▸ Task prompt
Reproduce every entry in the listing without alteration.
***** Data shown *****
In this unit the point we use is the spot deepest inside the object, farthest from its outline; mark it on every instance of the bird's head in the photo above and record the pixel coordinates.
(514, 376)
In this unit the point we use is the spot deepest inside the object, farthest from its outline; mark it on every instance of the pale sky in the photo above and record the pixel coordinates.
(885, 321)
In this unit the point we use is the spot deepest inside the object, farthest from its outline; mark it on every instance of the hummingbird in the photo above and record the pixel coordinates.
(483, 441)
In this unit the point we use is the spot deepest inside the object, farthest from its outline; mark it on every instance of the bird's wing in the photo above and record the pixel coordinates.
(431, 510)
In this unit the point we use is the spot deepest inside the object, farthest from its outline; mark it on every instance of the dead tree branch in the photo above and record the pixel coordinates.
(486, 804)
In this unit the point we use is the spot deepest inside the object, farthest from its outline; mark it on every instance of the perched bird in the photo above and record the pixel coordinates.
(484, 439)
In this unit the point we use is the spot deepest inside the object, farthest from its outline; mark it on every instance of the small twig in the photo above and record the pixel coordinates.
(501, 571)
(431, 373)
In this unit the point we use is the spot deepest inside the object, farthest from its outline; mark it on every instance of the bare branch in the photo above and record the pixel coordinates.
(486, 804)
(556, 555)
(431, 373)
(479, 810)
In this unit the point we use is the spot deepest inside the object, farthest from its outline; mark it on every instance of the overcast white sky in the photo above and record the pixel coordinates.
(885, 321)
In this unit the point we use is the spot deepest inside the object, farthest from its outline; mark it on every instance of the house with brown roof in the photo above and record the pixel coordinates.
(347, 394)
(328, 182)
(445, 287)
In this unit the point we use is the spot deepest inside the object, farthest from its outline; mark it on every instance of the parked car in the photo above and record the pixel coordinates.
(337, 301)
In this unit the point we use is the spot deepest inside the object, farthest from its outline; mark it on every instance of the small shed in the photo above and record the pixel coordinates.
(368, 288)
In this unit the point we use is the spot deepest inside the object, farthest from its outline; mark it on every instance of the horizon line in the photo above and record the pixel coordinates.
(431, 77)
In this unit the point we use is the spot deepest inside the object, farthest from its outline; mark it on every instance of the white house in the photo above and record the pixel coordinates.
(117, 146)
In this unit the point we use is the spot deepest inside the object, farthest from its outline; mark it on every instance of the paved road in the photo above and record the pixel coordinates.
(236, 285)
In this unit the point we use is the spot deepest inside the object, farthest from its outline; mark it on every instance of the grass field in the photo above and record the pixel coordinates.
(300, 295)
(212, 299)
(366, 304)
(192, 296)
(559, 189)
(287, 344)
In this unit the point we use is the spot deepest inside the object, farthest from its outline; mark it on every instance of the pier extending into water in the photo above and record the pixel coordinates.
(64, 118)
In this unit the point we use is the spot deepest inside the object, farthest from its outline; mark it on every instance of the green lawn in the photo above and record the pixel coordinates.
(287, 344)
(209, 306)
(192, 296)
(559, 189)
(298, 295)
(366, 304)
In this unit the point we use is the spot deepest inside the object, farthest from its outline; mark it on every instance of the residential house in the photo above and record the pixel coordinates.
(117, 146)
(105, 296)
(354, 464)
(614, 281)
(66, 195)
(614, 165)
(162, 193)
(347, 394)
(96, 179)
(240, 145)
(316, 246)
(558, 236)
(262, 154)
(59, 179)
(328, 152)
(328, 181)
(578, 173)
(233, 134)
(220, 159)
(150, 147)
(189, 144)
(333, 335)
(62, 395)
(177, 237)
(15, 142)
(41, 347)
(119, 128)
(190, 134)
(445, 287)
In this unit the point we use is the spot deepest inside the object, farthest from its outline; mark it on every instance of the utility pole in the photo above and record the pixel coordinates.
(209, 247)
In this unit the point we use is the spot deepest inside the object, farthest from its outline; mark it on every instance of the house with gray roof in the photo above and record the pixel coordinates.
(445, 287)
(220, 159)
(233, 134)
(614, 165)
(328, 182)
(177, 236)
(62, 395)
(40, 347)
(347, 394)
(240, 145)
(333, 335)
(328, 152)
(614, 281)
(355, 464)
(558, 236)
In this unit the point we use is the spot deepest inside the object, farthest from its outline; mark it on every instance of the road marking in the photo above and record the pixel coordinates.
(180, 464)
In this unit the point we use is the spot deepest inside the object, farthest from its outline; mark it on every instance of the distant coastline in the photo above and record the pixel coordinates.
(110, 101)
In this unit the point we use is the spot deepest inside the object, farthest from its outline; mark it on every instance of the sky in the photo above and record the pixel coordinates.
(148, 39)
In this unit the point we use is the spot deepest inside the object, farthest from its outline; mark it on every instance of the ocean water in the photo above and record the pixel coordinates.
*****
▸ Answer to this exercise
In this unit the point we use is the spot deepest inside the object, farthest from its outline; mark it on every instance of the bird's head in the photo above and record the pixel coordinates.
(514, 376)
In this unit the point we use is the spot deepest inside the object, farthest from its outline; mark it on every instance of the pale sky in the photo above and record the pixel coordinates.
(885, 321)
In this unit the point we use is the spot deepest inside the object, farthest from its outline; mark it on every instance of the hummingbird in the photo above and record the pixel coordinates.
(483, 441)
In this unit the point we use is the spot deepest inside the object, farthest from its outline; mark it on every instance of the bird's wing in the photo above and record the pixel coordinates.
(431, 510)
In this unit the point we use is the spot deepest inside the object, farthest from its outline; mark it on every instance of the dead tree branch in the photo above and record the pixel coordinates.
(486, 804)
In this unit the point we use is the spot deepest inside the object, farthest from its outline; mark it on every instance of the perched bird in the photo above and record the pixel coordinates.
(484, 439)
In this unit the point we use is the spot deepest inside the object, farthest from its outline; mark it on every instance of the small twig in the photo above and record the pixel coordinates.
(501, 571)
(431, 373)
In this unit the point we use is the spot deepest inside the object, farthest from its outline; mark it on every instance of the bare branch in the photo above and record the pixel coordinates.
(486, 804)
(556, 555)
(431, 373)
(479, 810)
In this unit the point we use is the spot deepest inside the object, farthest from its outline; mark it on every instance of the overcast white sky in the photo above and record the pixel coordinates.
(885, 321)
In this unit the point we use is the spot deepest inside the object, farthest from its outline; mark it on every instance of the house with brown roof in the photo above and record the pixel coordinates.
(347, 394)
(328, 182)
(445, 287)
In this unit the point we use is the spot deepest inside the object, farthest from its outline; mark it on every instance of the parked car in the photo above and record the pixel coordinates.
(337, 301)
In this unit the point we use is the spot deepest inside the object, farthest from its outline; mark it on every instance of the small shed in the photo above and record the pixel coordinates.
(368, 288)
In this unit the point we use is the spot deepest inside the object, farthest from its outline; mark it on every instance of the horizon line in the photo above and record the pixel coordinates.
(431, 77)
In this unit the point we use is the spot deepest inside the object, farthest from its outline; mark it on every instance of the white house in the photo above and record the pixel coordinates.
(117, 146)
In this unit the point we use is the spot deepest inside the object, farthest from its outline; mark it on every instance of the paved road in the photo above and record the pixel coordinates.
(236, 285)
In this unit the point we use is the spot deepest inside the object, farthest from its outline; mark it on every instance of the grass field in the photo above and record the pixel coordinates.
(300, 295)
(212, 299)
(366, 304)
(192, 296)
(559, 189)
(287, 344)
In this unit the point we use is the spot deepest inside the object, farthest from its outline; mark it on every instance of the pier extending into water in the photo above and record the pixel coordinates.
(64, 118)
In this unit the point we use is the spot deepest inside the object, farthest from its outline; mark it on every instance of the green lawn in the photo above and record the pixel coordinates.
(287, 344)
(209, 306)
(192, 296)
(559, 189)
(298, 295)
(366, 304)
In this unit the point we use is the spot deepest inside the object, farthest from its outline; mark it on every instance of the residential house in the photo above and record the pixel coordinates.
(117, 146)
(105, 296)
(354, 464)
(614, 281)
(66, 195)
(614, 165)
(162, 193)
(347, 394)
(96, 179)
(240, 145)
(316, 246)
(558, 236)
(262, 154)
(59, 179)
(328, 152)
(328, 181)
(578, 173)
(233, 134)
(220, 159)
(150, 147)
(189, 144)
(333, 335)
(62, 395)
(177, 237)
(15, 142)
(41, 347)
(119, 128)
(190, 134)
(445, 287)
In this unit the point we use is the spot deepest inside the object, farthest from its outline; mark it on every instance of the utility pole in the photo above and record the pixel coordinates.
(209, 247)
In this unit the point we use is the spot deepest inside the object, farthest from its outline; mark it on every instance of the house with gray roof in the photo above and record the pixel coordinates.
(445, 287)
(220, 159)
(233, 134)
(614, 165)
(328, 182)
(177, 236)
(62, 395)
(40, 347)
(347, 394)
(240, 145)
(333, 335)
(328, 152)
(614, 281)
(355, 464)
(558, 236)
In this unit the point we use is the spot deepest inside the object, farthest from its outline; mark it on every instance of the road marking in the photo above and record the pixel coordinates.
(180, 464)
In this unit the point we use is the spot deepest inside the object, farthest from its outline; mark it on every instance of the distant coastline in the photo above and record the pixel coordinates.
(110, 101)
In this unit the point we use is the spot deepest inside the object, farthest from its outline; mark it on every instance of the sky in the photo above and record the pixel coordinates.
(148, 39)
In this unit the point we use is the spot deepest inside the object, farthest from its outline; mark it on every instance of the ocean water in the photo above and record the pixel coordinates.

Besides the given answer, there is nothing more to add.